[[ Record excerpts, beginning ]]

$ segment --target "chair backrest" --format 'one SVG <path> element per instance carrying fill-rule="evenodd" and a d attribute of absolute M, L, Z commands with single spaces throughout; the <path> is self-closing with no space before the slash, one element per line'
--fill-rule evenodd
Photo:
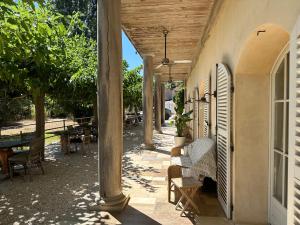
<path fill-rule="evenodd" d="M 168 167 L 168 181 L 170 182 L 172 178 L 182 177 L 182 168 L 178 165 L 171 165 Z"/>
<path fill-rule="evenodd" d="M 91 135 L 91 129 L 85 128 L 84 129 L 84 136 L 89 136 L 89 135 Z"/>
<path fill-rule="evenodd" d="M 72 130 L 74 130 L 74 127 L 72 125 L 69 125 L 69 126 L 67 126 L 67 130 L 72 131 Z"/>
<path fill-rule="evenodd" d="M 29 145 L 29 160 L 40 160 L 42 154 L 41 146 L 44 144 L 44 138 L 34 138 Z"/>

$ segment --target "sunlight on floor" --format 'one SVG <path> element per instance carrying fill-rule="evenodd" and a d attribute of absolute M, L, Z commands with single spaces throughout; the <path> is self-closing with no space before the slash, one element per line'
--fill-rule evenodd
<path fill-rule="evenodd" d="M 88 210 L 100 199 L 96 144 L 83 156 L 63 155 L 60 145 L 54 143 L 47 147 L 45 175 L 37 170 L 33 182 L 27 177 L 24 182 L 20 176 L 13 182 L 0 181 L 0 224 L 193 224 L 193 218 L 180 217 L 167 201 L 166 169 L 174 129 L 165 127 L 163 131 L 165 134 L 154 134 L 154 151 L 140 148 L 141 126 L 124 132 L 122 183 L 131 199 L 123 213 Z M 226 224 L 214 195 L 198 198 L 204 216 L 198 218 L 199 224 Z"/>

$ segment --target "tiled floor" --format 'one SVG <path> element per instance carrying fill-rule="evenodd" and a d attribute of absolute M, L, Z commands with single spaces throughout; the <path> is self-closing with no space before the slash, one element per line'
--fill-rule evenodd
<path fill-rule="evenodd" d="M 128 225 L 185 225 L 194 224 L 194 218 L 181 217 L 180 211 L 167 200 L 167 168 L 173 145 L 172 128 L 164 134 L 155 134 L 156 150 L 138 150 L 124 156 L 124 193 L 130 195 L 128 207 L 121 214 L 103 214 L 103 224 Z M 217 201 L 216 194 L 199 191 L 195 201 L 200 210 L 201 225 L 225 225 L 229 222 Z"/>

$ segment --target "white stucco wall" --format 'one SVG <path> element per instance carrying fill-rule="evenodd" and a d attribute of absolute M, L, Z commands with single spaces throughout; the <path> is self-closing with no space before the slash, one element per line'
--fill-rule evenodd
<path fill-rule="evenodd" d="M 187 96 L 226 64 L 233 74 L 233 220 L 268 222 L 270 70 L 286 45 L 299 0 L 225 0 L 187 80 Z M 258 30 L 266 30 L 257 36 Z M 215 102 L 212 101 L 215 133 Z"/>

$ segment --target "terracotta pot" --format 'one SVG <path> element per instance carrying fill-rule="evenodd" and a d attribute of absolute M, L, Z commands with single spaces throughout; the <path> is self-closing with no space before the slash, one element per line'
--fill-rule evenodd
<path fill-rule="evenodd" d="M 175 147 L 183 146 L 185 143 L 185 137 L 174 137 Z"/>

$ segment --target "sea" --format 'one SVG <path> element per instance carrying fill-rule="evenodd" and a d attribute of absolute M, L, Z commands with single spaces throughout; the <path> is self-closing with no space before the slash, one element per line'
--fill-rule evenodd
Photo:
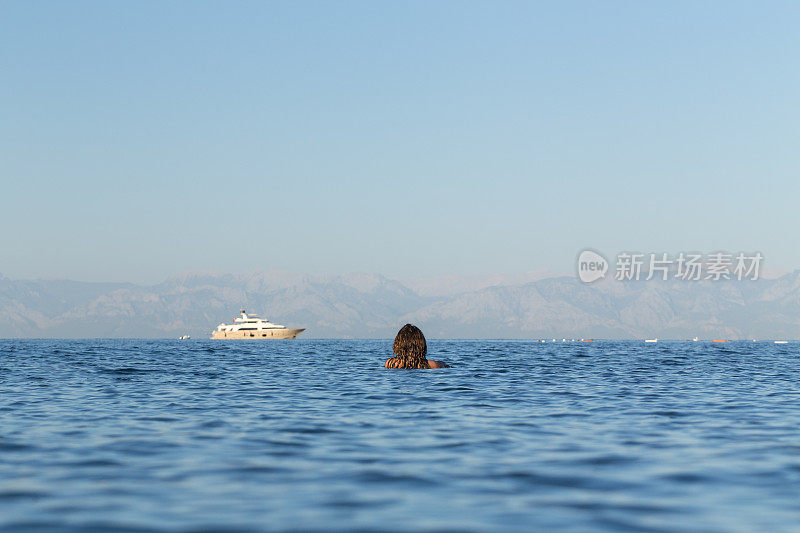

[[ Record excerpts, end ]]

→ **Directions**
Leaving the pictures out, output the material exactly as it appears.

→ **Result**
$ segment --target "chair backrest" --format 'one SVG <path> element per instance carrying fill-rule="evenodd" and a d attribute of absolute M, L, Z commands with single spaces throughout; the <path> is self-closing with no space before the slash, one element per line'
--fill-rule evenodd
Photo:
<path fill-rule="evenodd" d="M 168 167 L 168 181 L 170 182 L 172 178 L 182 177 L 182 168 L 178 165 L 171 165 Z"/>
<path fill-rule="evenodd" d="M 91 135 L 91 129 L 85 128 L 84 129 L 84 136 L 89 136 L 89 135 Z"/>
<path fill-rule="evenodd" d="M 72 130 L 74 130 L 74 127 L 72 125 L 69 125 L 69 126 L 67 126 L 67 130 L 72 131 Z"/>
<path fill-rule="evenodd" d="M 29 145 L 29 160 L 40 160 L 42 154 L 41 146 L 44 144 L 44 138 L 34 138 Z"/>

$ segment --target "sunlight on floor" --format 'one SVG <path> element per instance carrying fill-rule="evenodd" and a d attribute of absolute M, L, Z commands with single spaces throughout; the <path> is self-closing with no space before the slash, one element per line'
--fill-rule evenodd
<path fill-rule="evenodd" d="M 88 210 L 100 199 L 96 144 L 83 156 L 63 155 L 60 145 L 54 143 L 47 147 L 45 175 L 37 170 L 33 182 L 27 177 L 24 182 L 20 176 L 13 182 L 0 181 L 0 224 L 193 224 L 193 218 L 180 217 L 167 201 L 166 169 L 174 129 L 165 127 L 163 131 L 165 134 L 154 134 L 154 151 L 140 148 L 141 126 L 124 132 L 122 183 L 131 199 L 123 213 Z M 226 224 L 214 195 L 198 198 L 204 216 L 198 218 L 199 224 Z"/>

$ segment --target "tiled floor" --format 'one SVG <path> element per instance carrying fill-rule="evenodd" and a d attribute of absolute M, L, Z commands with single spaces throughout; the <path> is self-closing with no space before the slash, one element per line'
--fill-rule evenodd
<path fill-rule="evenodd" d="M 128 225 L 185 225 L 194 224 L 194 218 L 181 217 L 180 211 L 167 200 L 167 168 L 173 145 L 172 128 L 164 134 L 155 134 L 156 150 L 138 150 L 124 156 L 124 193 L 130 195 L 128 207 L 121 214 L 103 214 L 103 224 Z M 217 201 L 216 194 L 199 191 L 195 201 L 200 210 L 201 225 L 225 225 L 229 222 Z"/>

$ segment --target "white stucco wall" --format 'one SVG <path> element per instance carrying fill-rule="evenodd" and a d attribute of absolute M, L, Z commands with single spaces throughout; the <path> is self-closing with no space before the slash, one element per line'
--fill-rule evenodd
<path fill-rule="evenodd" d="M 187 96 L 226 64 L 233 74 L 233 220 L 268 222 L 270 70 L 286 45 L 299 0 L 225 0 L 187 80 Z M 258 30 L 266 30 L 257 36 Z M 215 102 L 212 101 L 215 133 Z"/>

$ segment --target "terracotta pot" --format 'one SVG <path> element per instance carrying fill-rule="evenodd" and a d attribute of absolute M, L, Z commands with single spaces throughout; the <path> is self-closing with no space before the slash, one element per line'
--fill-rule evenodd
<path fill-rule="evenodd" d="M 175 147 L 183 146 L 185 143 L 185 137 L 174 137 Z"/>

$ segment --target "sea" --format 'one SVG <path> element per instance carrying fill-rule="evenodd" and a d attribute of absolute M, L, Z commands with single spaces throughout; the <path> is self-closing with no space before the slash, one element per line'
--fill-rule evenodd
Photo:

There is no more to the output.